**Alıştırma:**
Aşağıdaki metin bölümündeki Kelt mitolojisi kitabı tanıtımına göre Keltler hangi yıllar arasında güçlü bir halk olarak yaşamıştır?

24 Mart 2015 Salı

Kelt Mitolojisi - Fiona Macdonald

Kelt Mitolojisi çok merak ettiğim bir konu. Akılçelen Kitaplar'dan 2014'te çıkan bu kitabı görünce hemen aldım. Kapağı da öyle güzel ki, resimde belli olmuyor ama başlığı ve resimdeki bazı ayrıntılar altın yaldızla süslenmiş. Kitabın içi de bir o kadar özenli, hikayelerin resimleri, ara sayfalar, sayfa numarası gibi yerler keltik sembollerle süslü. 144 sayfalık kitapta önce Keltlerden ve tarihten kısaca bahsediliyor. Buna göre Keltler güçlü olarak MÖ.800 ve MS.400 yılları arasında yaşamış bir halk, bu tarihten sonra güçlerini kaybederek asimile olmuşlar. Daha çok İskoçya, İrlanda, Galler ve Bretonya denilen bölgelerde yaşamışlar. Kitap Keltlerle ilgili en çok bilinen mitolojik hikayeleri bir araya getirmiş. Ancak belki de çoğu mitolojide olduğu gibi hikayeler -üzgünüm ama- saçma ve karışık. Çoğu kahramanlık temalı öyküler. Sonuç olarak kitap çok kaliteli ancak içerik beni tatmin etmedi:) Keyifli okumalar. Bu arada Kelt Mitolojisi ile ilgili şu sayfaya denk geldim, belki ilginizi çeker;

http://www.mitolojiler.com/kelt-mitolojisi.htm

18 Mart 2015 Çarşamba

İntihar Dükkanı - Jean Teulé

Kitap zevkine çok güvendiğim ve sayesinde pek çok güzel kitap keşfettiğim sevgili arkadaşım Biblio'dan yine çok güzel bir kitap tavsiyesi aldım, Jean Teulé'den İntihar Dükkanı. Sel Yayınları'ndan 2011 yılında çıkan kitap 141 sayfa.

**Veri Kayıtları:**
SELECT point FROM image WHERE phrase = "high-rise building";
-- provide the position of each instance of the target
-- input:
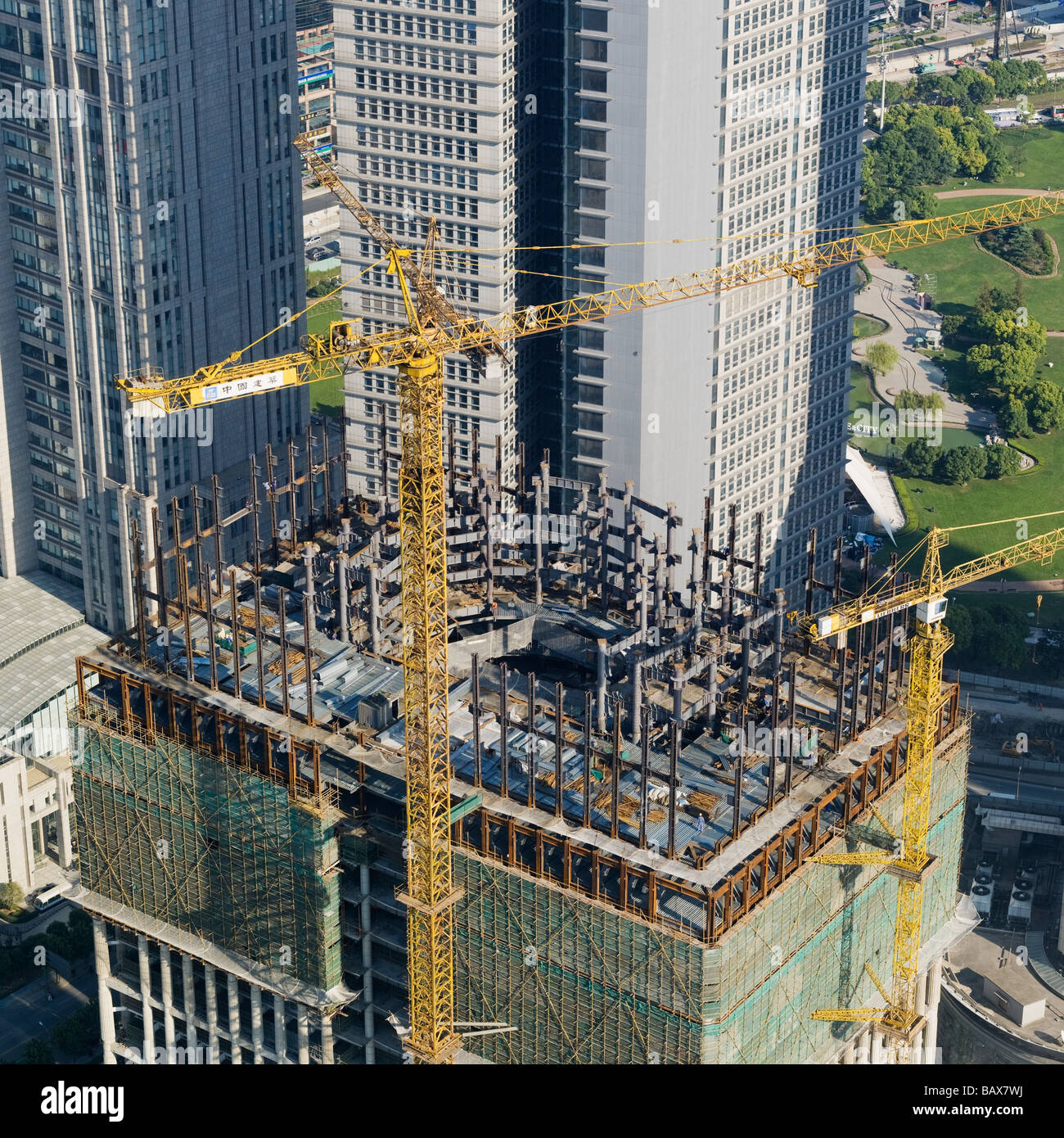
(440, 111)
(643, 823)
(153, 221)
(733, 126)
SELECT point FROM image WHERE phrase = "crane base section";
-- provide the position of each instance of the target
(907, 1035)
(917, 876)
(431, 910)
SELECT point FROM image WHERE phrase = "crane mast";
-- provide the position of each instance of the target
(923, 705)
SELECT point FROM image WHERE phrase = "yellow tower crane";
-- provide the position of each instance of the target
(434, 330)
(924, 699)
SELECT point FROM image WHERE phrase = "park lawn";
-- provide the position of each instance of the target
(868, 326)
(862, 397)
(1035, 152)
(327, 395)
(1023, 496)
(961, 266)
(1052, 615)
(1038, 490)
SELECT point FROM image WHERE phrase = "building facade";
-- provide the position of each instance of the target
(440, 111)
(729, 128)
(154, 219)
(735, 128)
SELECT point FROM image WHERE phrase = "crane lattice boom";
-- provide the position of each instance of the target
(923, 703)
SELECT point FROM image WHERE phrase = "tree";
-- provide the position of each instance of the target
(952, 327)
(959, 621)
(882, 358)
(1002, 461)
(999, 635)
(1046, 406)
(917, 460)
(936, 163)
(1002, 365)
(961, 464)
(1013, 418)
(38, 1052)
(11, 896)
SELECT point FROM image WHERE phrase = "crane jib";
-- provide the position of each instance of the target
(250, 385)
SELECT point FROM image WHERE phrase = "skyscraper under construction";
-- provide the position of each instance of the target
(646, 764)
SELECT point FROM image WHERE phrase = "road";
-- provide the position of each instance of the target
(985, 782)
(28, 1012)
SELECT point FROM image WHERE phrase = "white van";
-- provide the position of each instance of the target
(50, 897)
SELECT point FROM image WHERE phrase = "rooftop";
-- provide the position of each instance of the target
(43, 632)
(1002, 957)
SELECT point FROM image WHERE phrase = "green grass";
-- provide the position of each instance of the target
(862, 396)
(961, 266)
(1023, 604)
(327, 396)
(868, 326)
(1035, 152)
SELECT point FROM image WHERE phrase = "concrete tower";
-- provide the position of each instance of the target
(153, 221)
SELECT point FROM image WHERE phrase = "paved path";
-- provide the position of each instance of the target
(891, 296)
(29, 1012)
(989, 192)
(1014, 586)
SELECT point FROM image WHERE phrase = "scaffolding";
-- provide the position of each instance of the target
(221, 852)
(584, 983)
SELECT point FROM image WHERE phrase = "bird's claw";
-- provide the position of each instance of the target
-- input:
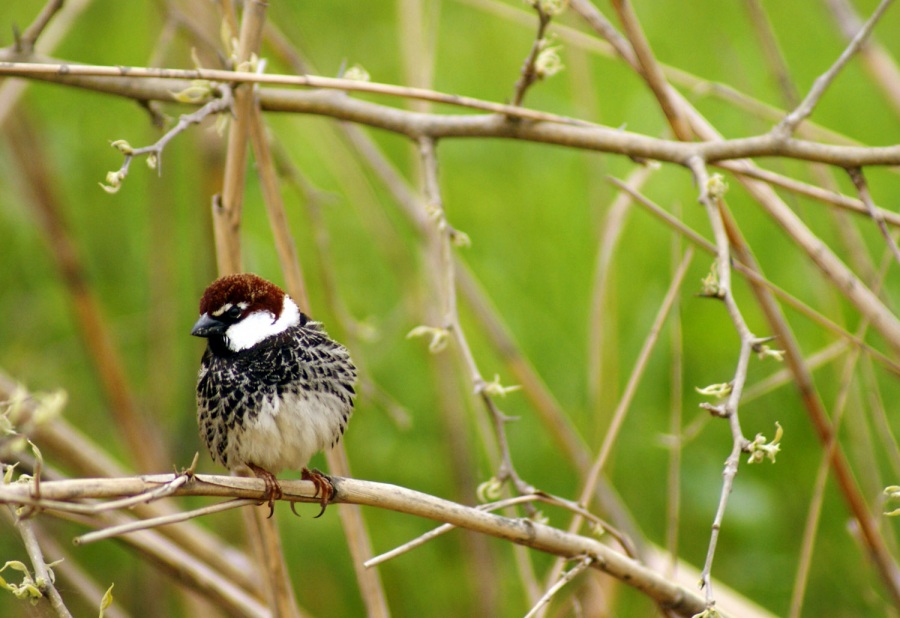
(323, 484)
(273, 490)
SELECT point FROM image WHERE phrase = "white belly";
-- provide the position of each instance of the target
(287, 432)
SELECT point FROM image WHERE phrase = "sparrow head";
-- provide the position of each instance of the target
(242, 310)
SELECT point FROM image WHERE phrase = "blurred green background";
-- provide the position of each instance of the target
(534, 214)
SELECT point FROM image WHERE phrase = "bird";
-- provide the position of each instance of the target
(273, 388)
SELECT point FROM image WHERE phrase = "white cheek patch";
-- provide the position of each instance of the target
(261, 325)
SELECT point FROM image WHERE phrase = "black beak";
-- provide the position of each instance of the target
(208, 327)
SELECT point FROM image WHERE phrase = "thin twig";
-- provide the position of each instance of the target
(651, 71)
(444, 529)
(572, 133)
(618, 418)
(582, 564)
(43, 576)
(710, 198)
(756, 279)
(443, 236)
(216, 105)
(529, 74)
(165, 520)
(25, 42)
(880, 64)
(862, 188)
(787, 126)
(538, 536)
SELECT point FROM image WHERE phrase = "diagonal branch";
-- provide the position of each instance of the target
(680, 600)
(787, 126)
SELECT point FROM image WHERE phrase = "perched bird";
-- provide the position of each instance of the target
(273, 389)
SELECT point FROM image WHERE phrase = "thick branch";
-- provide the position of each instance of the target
(541, 537)
(158, 84)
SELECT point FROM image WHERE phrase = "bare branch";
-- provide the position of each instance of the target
(529, 73)
(806, 107)
(678, 599)
(859, 181)
(133, 82)
(25, 42)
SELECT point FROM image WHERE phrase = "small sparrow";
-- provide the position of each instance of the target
(273, 389)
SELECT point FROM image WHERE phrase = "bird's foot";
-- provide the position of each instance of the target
(273, 489)
(324, 486)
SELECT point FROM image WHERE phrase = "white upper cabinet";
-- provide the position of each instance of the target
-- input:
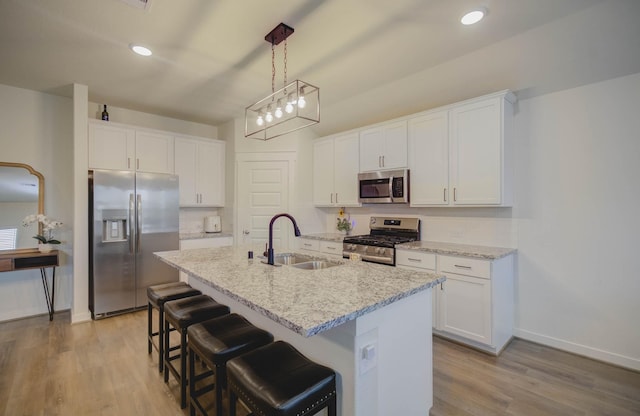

**Çözüm:**
MÖ 800 ile MS 400 yılları arasında.